_TEXT PASSAGE_.

----------

Studio album by Adam Brand
- Released: 20 August 2010
- Genre: Country
- Length: 46:33
- Label: Compass Brothers, Shock Records

Adam Brand chronology
| Hell of a Ride (2009) | It's Gonna Be OK (2010) | You're a Revhead (2011) |

= It's Gonna Be OK (album) =

It's Gonna Be OK is the ninth studio album by Australian recording artist Adam Brand. The album was released in August 2010 and peaked at number 11 on the ARIA charts. Additionally, It's Gonna Be OK became Brand's first No.1 on the ARIA Country chart.

==Reception==

Alexey Eremenko from AllMusic said "It's Gonna Be OK effectively blurs the line between country, heartland rock and the pop that made Bryan Adams a superstar in the late '80s." adding "The record is an enjoyable romp through arena-sized rockers and lighter, soft pop ballads, enlivened by a couple clever interludes such as the fiddle-driven "The Worm" or a couple of rockabilly-like tunes deeper into the album."

----------

_PROVIDED DATA_.
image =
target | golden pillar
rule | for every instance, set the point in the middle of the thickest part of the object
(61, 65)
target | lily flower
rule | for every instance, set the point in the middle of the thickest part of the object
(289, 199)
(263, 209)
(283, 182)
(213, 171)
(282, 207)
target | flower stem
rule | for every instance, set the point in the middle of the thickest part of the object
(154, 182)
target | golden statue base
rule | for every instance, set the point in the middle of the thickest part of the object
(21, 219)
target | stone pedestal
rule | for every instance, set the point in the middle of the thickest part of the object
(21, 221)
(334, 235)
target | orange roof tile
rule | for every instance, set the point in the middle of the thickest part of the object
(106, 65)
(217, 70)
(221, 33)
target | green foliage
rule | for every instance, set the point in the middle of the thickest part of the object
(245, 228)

----------

_GIVEN EXERCISE A_.
Please repeat the album article word for word from "It's Gonna Be OK is" to "ARIA Country chart.".
_GIVEN EXERCISE B_.
Condense the paragraph of the album article beginning "It's Gonna Be OK is the ninth studio album" into a short list of its main facts.

_TASK ANSWER A_.
It's Gonna Be OK is the ninth studio album by Australian recording artist Adam Brand. The album was released in August 2010 and peaked at number 11 on the ARIA charts. Additionally, It's Gonna Be OK became Brand's first No.1 on the ARIA Country chart.

_TASK ANSWER B_.
- Ninth studio album by Australian recording artist Adam Brand
- Released in August 2010
- Peaked at number 11 on the ARIA charts
- Brand's first No.1 on the ARIA Country chart